_YOUR OBJECTIVE_
Give back all the data exactly, line by line.
<<<<
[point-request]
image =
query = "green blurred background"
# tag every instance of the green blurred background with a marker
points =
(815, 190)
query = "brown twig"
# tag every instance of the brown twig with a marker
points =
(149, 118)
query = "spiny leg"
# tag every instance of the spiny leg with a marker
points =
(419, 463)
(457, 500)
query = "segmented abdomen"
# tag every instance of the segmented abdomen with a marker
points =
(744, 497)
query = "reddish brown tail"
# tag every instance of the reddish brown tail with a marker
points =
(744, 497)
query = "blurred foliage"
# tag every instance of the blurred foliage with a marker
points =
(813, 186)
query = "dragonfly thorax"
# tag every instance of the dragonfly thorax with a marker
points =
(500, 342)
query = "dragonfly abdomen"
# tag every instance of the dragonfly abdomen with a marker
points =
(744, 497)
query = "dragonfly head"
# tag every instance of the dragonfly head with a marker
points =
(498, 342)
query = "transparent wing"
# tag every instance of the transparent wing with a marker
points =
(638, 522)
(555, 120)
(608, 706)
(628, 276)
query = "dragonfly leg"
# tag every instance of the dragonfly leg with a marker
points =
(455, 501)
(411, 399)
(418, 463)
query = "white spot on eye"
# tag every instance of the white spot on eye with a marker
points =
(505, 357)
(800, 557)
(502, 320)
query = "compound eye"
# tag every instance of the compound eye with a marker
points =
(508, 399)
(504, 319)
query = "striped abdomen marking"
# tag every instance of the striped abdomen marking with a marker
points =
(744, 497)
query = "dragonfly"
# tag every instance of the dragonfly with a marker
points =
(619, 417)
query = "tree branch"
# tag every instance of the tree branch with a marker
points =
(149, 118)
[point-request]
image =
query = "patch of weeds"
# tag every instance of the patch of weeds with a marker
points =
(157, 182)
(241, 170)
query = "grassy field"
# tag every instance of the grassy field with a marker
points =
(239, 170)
>>>>
_RESPONSE_
[point-request]
image =
query = "green blurred background"
# tag every instance of the green blurred background with a marker
points =
(815, 190)
query = "brown twig"
# tag every instance of the brown twig with a marker
points =
(149, 118)
query = "spiny leg"
# tag every instance of the spiny leg with a marker
points =
(419, 463)
(457, 500)
query = "segmented abdomen"
# tag every instance of the segmented abdomen with a marker
points =
(744, 497)
query = "reddish brown tail"
# tag every instance of the reddish brown tail with a marker
points =
(744, 497)
query = "blurred foliage"
# tag every instance of the blurred foliage with a marker
points =
(813, 186)
query = "dragonfly thorax"
# tag every instance of the dragonfly thorax with a marker
points =
(500, 342)
query = "dragonfly abdomen"
# tag every instance of the dragonfly abdomen with a marker
points =
(744, 497)
query = "dragonfly head"
# tag every instance of the dragonfly head with a marker
points =
(498, 342)
query = "transparent wing"
# tag every instance of the transparent wing with a marker
points =
(638, 522)
(555, 120)
(608, 706)
(628, 276)
query = "dragonfly leg"
# tag every instance of the dragonfly leg with a marker
points =
(455, 501)
(411, 399)
(418, 463)
query = "white spot on eye"
# tag every instance of the white spot on eye with a marker
points =
(505, 357)
(800, 557)
(502, 320)
query = "compound eye"
# tag every instance of the compound eye with a marker
points =
(508, 399)
(504, 319)
query = "striped abdomen marking"
# tag every instance of the striped abdomen marking with a marker
points =
(744, 497)
query = "dragonfly"
# tag every instance of the dragonfly with a marker
points =
(619, 417)
query = "tree branch"
# tag every instance of the tree branch with a marker
points =
(149, 118)
[point-request]
image =
query = "patch of weeds"
# tag every instance of the patch of weeds with a marker
points =
(157, 182)
(241, 170)
query = "grassy field"
# tag every instance of the grassy field with a marker
points =
(239, 170)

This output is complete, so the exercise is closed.